── DATA ──

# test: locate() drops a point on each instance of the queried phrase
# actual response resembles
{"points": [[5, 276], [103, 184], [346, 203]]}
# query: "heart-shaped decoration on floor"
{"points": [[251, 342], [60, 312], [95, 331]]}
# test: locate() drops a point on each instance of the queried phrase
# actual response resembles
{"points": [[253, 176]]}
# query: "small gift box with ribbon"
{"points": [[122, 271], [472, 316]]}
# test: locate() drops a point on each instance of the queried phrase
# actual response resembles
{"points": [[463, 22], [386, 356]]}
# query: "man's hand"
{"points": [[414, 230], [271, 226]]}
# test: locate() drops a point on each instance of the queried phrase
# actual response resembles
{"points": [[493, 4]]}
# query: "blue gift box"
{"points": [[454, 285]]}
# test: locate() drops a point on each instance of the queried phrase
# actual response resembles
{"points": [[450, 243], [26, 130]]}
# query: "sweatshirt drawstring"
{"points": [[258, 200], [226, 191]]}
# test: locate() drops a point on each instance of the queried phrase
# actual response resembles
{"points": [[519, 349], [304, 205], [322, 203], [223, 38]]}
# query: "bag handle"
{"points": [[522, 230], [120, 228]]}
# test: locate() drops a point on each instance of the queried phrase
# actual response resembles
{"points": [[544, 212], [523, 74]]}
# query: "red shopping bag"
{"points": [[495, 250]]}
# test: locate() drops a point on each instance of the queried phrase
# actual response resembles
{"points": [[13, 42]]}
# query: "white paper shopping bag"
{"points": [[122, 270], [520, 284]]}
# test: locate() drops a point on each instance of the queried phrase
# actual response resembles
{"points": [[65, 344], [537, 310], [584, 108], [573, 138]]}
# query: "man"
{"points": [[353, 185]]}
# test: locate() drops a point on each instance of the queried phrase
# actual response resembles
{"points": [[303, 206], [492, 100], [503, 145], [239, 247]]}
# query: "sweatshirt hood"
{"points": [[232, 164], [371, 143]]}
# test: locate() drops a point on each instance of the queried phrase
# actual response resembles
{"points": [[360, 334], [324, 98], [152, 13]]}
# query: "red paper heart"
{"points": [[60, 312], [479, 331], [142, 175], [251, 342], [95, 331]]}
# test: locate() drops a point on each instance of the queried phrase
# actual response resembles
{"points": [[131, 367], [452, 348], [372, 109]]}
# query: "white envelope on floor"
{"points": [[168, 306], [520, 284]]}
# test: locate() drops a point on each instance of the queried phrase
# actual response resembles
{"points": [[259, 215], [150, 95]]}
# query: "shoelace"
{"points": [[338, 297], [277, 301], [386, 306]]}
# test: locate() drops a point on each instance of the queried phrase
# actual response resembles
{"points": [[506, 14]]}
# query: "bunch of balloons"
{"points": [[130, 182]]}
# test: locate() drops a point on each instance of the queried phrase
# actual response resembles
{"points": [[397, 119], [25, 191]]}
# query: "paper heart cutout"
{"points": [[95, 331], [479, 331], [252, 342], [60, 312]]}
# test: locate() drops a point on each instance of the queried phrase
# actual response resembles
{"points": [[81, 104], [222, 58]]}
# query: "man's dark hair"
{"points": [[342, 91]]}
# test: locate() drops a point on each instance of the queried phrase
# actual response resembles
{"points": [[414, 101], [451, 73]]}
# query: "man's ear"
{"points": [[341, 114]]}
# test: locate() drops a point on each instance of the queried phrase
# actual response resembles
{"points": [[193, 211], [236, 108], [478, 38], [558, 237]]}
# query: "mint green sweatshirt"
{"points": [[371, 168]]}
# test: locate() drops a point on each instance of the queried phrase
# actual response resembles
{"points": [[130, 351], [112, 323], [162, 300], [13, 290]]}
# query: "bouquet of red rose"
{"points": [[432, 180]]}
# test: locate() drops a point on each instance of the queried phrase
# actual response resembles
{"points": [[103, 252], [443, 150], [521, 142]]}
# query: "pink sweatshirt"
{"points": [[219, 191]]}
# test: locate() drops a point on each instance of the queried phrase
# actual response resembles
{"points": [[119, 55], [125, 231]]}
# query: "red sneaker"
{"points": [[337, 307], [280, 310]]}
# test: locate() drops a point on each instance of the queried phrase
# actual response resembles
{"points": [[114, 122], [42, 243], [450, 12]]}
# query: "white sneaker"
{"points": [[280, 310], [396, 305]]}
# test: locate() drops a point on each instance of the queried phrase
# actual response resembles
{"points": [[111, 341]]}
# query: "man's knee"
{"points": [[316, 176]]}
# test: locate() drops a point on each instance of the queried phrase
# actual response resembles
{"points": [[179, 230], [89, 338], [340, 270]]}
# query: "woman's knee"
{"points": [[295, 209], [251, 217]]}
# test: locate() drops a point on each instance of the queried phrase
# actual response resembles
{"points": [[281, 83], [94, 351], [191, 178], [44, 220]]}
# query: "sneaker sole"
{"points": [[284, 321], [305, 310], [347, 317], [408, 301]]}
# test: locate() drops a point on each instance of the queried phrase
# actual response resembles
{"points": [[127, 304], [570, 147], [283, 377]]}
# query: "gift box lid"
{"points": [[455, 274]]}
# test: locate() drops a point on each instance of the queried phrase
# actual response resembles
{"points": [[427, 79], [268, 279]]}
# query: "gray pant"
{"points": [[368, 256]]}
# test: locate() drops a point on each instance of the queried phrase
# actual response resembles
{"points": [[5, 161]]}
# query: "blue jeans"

───

WHAT YOU SHOULD DO
The data above is to be given again, with every line exact.

TASK OUTPUT
# test: locate() drops a point on each instance of the queried phrase
# actual response resembles
{"points": [[5, 276], [103, 184], [346, 203]]}
# query: "heart-shaped decoration on floor"
{"points": [[251, 342], [60, 312], [95, 331]]}
# test: locate() drops a point on each instance of the queried phrase
# actual response resembles
{"points": [[253, 176]]}
# query: "small gift box with ribbon"
{"points": [[122, 271], [472, 316]]}
# test: locate() drops a point on each instance of the queried phrase
# actual response resembles
{"points": [[463, 22], [386, 356]]}
# query: "man's hand"
{"points": [[414, 230], [271, 226]]}
# test: locate() drops a point on each instance of the queried phrase
# actual response resembles
{"points": [[493, 4]]}
# query: "blue gift box"
{"points": [[454, 285]]}
# test: locate() drops a point on each instance of the queried phrase
# actual response resembles
{"points": [[450, 243], [26, 130]]}
# query: "sweatshirt drawstring"
{"points": [[258, 200], [226, 191]]}
# test: locate() drops a point on each instance of the queried phrase
# actual response resembles
{"points": [[519, 349], [304, 205], [322, 203], [223, 38]]}
# query: "bag handle"
{"points": [[522, 230], [120, 228]]}
# test: locate() drops a point on each instance of the queried phrase
# actual response resembles
{"points": [[544, 212], [523, 74]]}
# query: "red shopping bag"
{"points": [[495, 250]]}
# test: locate() drops a point on each instance of the queried phrase
# actual response resembles
{"points": [[13, 42]]}
# query: "white paper shopping bag"
{"points": [[122, 270], [520, 284]]}
# test: locate() drops a point on each instance of the queried phrase
# actual response resembles
{"points": [[65, 344], [537, 310], [584, 108], [573, 138]]}
# query: "man"
{"points": [[353, 185]]}
# test: locate() drops a point on each instance of the queried phrase
# actual response resembles
{"points": [[303, 206], [492, 100], [503, 145], [239, 247]]}
# query: "sweatshirt hood"
{"points": [[232, 164], [371, 143]]}
# test: locate() drops a point on each instance of the queried phrase
# actual response resembles
{"points": [[360, 334], [324, 98], [152, 13]]}
# query: "red paper heart"
{"points": [[60, 312], [479, 331], [142, 175], [251, 342], [95, 331]]}
# test: locate() drops a point on each instance of the queried phrase
# actual response resembles
{"points": [[131, 367], [452, 348], [372, 109]]}
# query: "white envelope on floor"
{"points": [[168, 306], [520, 284]]}
# test: locate() drops a point on each instance of the queried phrase
# actual response resembles
{"points": [[259, 215], [150, 95]]}
# query: "shoelace"
{"points": [[338, 297], [277, 301], [386, 306]]}
# test: locate() drops a point on each instance of the queried phrase
# actual response resembles
{"points": [[506, 14]]}
# query: "bunch of balloons"
{"points": [[130, 182]]}
# test: locate() drops a point on each instance of the queried phrase
# actual response resembles
{"points": [[397, 119], [25, 191]]}
# query: "paper heart cutout"
{"points": [[95, 331], [479, 331], [252, 342], [60, 312]]}
# test: locate() drops a point on each instance of the queried phrase
# actual response resembles
{"points": [[81, 104], [222, 58]]}
# query: "man's dark hair"
{"points": [[342, 91]]}
# test: locate() drops a point on each instance of the queried phrase
# actual response resembles
{"points": [[414, 101], [451, 73]]}
# query: "man's ear"
{"points": [[341, 114]]}
# test: locate() drops a point on each instance of the queried phrase
# actual response resembles
{"points": [[193, 211], [236, 108], [478, 38], [558, 237]]}
# query: "mint green sweatshirt"
{"points": [[371, 168]]}
# test: locate() drops a point on each instance of the queried phrase
# actual response resembles
{"points": [[130, 351], [112, 323], [162, 300], [13, 290]]}
# query: "bouquet of red rose"
{"points": [[432, 180]]}
# test: locate() drops a point on each instance of the queried phrase
# actual response resembles
{"points": [[103, 252], [443, 150], [521, 142]]}
# query: "pink sweatshirt"
{"points": [[219, 191]]}
# test: locate() drops a point on each instance of the queried phrase
# actual response resembles
{"points": [[119, 55], [125, 231]]}
# query: "red sneaker"
{"points": [[337, 307], [280, 310]]}
# test: locate() drops a point on each instance of the queried phrase
# actual response resembles
{"points": [[114, 122], [42, 243], [450, 12]]}
# query: "white sneaker"
{"points": [[280, 310], [396, 305]]}
# test: locate() drops a point on each instance of the queried phrase
# actual response resembles
{"points": [[111, 341]]}
# query: "man's knee"
{"points": [[316, 176]]}
# test: locate() drops a point on each instance of the queried phrase
# actual response resembles
{"points": [[179, 230], [89, 338], [340, 270]]}
# query: "woman's knee"
{"points": [[295, 209], [251, 217]]}
# test: locate() drops a point on each instance of the queried phrase
# actual response resembles
{"points": [[281, 83], [94, 351], [191, 178], [44, 220]]}
# query: "sneaker sole"
{"points": [[284, 321], [305, 310], [347, 317], [408, 301]]}
# test: locate() drops a point on each instance of the queried phrase
# actual response resembles
{"points": [[127, 304], [570, 147], [283, 377]]}
# query: "gift box lid"
{"points": [[455, 274]]}
# test: locate() drops a point on each instance of the queried phrase
# actual response resembles
{"points": [[427, 79], [268, 279]]}
# query: "gray pant"
{"points": [[368, 256]]}
# test: locate() drops a point on each instance of the queried phrase
# actual response resembles
{"points": [[5, 161]]}
# query: "blue jeans"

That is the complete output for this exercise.